## Written task:
Copy the material below from its start through the line containing "x=366 y=151", keeping every line including the requests. Resize each answer coordinate by multiplying it by 0.2 and rounding to a whole number with halves rounded up, and leave the numbers in the requests and their format samples unchanged.

Point annotation dataset records

┏━━

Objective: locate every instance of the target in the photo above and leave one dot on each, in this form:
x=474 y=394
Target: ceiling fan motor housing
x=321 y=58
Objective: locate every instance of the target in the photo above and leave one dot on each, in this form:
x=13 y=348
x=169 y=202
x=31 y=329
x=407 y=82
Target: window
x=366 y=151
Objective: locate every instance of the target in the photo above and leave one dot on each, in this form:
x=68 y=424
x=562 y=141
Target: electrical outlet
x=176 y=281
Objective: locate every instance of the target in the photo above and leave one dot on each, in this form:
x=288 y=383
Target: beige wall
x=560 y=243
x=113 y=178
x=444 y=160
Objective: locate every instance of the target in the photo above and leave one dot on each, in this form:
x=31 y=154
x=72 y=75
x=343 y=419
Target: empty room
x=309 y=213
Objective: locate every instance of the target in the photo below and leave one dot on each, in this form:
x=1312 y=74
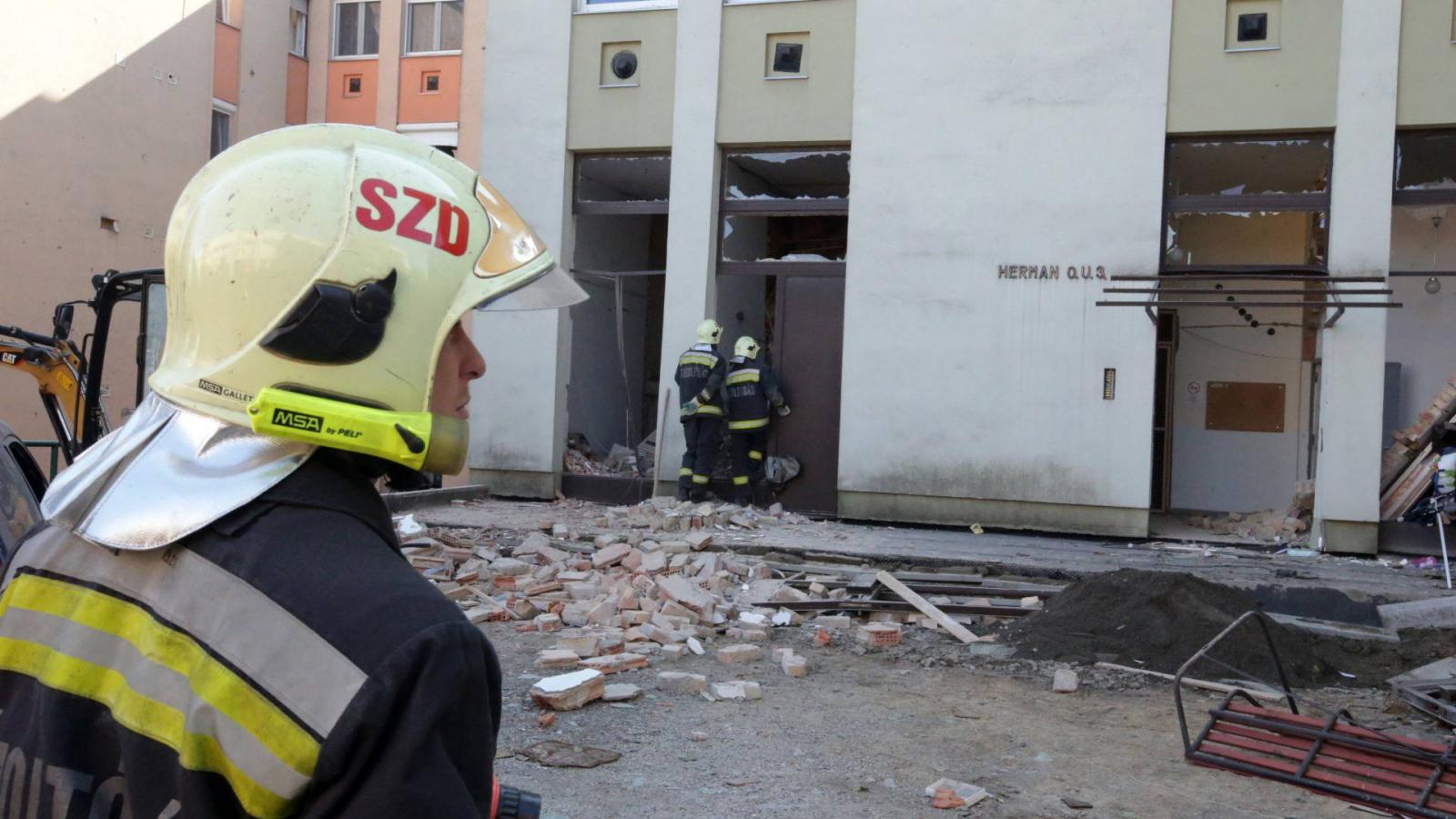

┗━━

## The completed task:
Objective: locate every instance of the target in the photo above and leave one dot on each, in this form:
x=474 y=394
Target: ceiling fan motor housing
x=64 y=12
Objective: locate every instance of the target in the photo above and leave one dot on each, in this form:
x=13 y=348
x=169 y=202
x=31 y=329
x=407 y=82
Target: window
x=73 y=30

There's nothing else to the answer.